(EXERCISE DESCRIPTION): Scan the entries below and tally the lines that include "hand". Return nothing but the tally.

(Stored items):
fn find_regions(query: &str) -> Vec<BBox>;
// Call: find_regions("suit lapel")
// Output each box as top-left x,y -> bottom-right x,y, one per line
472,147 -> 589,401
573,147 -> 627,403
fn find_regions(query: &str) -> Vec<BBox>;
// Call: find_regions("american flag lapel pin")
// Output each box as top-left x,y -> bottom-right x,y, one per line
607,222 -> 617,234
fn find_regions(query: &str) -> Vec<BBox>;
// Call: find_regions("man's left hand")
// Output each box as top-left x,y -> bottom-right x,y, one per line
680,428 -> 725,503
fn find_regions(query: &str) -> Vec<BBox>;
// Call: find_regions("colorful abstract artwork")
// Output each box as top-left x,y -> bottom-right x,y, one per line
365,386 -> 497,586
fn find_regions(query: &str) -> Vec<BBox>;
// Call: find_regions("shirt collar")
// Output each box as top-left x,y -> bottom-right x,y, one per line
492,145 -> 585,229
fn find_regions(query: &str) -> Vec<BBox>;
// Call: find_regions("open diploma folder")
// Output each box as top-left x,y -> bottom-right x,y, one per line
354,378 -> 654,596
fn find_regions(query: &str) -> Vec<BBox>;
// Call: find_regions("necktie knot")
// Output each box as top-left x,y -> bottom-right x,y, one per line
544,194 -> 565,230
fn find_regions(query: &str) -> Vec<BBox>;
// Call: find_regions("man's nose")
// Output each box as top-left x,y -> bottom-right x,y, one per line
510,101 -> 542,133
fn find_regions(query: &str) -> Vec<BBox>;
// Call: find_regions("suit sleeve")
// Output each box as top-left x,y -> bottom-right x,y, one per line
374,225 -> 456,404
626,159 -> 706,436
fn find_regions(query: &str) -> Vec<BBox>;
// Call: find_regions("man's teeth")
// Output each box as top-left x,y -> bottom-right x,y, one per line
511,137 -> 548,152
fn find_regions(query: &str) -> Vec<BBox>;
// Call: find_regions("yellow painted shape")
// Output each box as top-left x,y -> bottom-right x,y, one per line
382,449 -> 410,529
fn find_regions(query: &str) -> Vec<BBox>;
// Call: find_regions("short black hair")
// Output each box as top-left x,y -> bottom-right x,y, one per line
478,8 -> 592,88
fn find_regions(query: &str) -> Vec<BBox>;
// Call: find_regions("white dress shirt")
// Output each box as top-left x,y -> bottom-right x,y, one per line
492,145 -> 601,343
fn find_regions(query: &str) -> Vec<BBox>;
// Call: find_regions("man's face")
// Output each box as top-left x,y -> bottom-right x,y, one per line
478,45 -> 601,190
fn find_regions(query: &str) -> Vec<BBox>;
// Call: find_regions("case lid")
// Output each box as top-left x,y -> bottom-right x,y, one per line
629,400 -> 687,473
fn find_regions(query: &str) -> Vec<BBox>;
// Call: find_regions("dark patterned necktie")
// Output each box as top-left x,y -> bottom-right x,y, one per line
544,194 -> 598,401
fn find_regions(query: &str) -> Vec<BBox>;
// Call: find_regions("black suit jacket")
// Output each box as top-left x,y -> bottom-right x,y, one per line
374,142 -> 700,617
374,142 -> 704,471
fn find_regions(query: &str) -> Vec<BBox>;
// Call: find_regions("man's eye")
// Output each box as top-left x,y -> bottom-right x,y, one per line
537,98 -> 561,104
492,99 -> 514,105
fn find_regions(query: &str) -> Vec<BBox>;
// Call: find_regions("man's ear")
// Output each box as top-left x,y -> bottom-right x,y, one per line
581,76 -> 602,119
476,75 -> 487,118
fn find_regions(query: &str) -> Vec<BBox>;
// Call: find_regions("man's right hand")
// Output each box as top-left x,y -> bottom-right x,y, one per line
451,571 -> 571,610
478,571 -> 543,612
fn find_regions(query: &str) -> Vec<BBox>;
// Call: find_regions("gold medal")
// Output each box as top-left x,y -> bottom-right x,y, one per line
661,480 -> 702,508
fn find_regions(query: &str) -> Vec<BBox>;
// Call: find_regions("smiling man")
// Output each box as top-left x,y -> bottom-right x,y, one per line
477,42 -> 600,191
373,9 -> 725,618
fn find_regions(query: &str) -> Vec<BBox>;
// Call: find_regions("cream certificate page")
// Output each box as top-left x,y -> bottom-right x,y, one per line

(OUTPUT): 2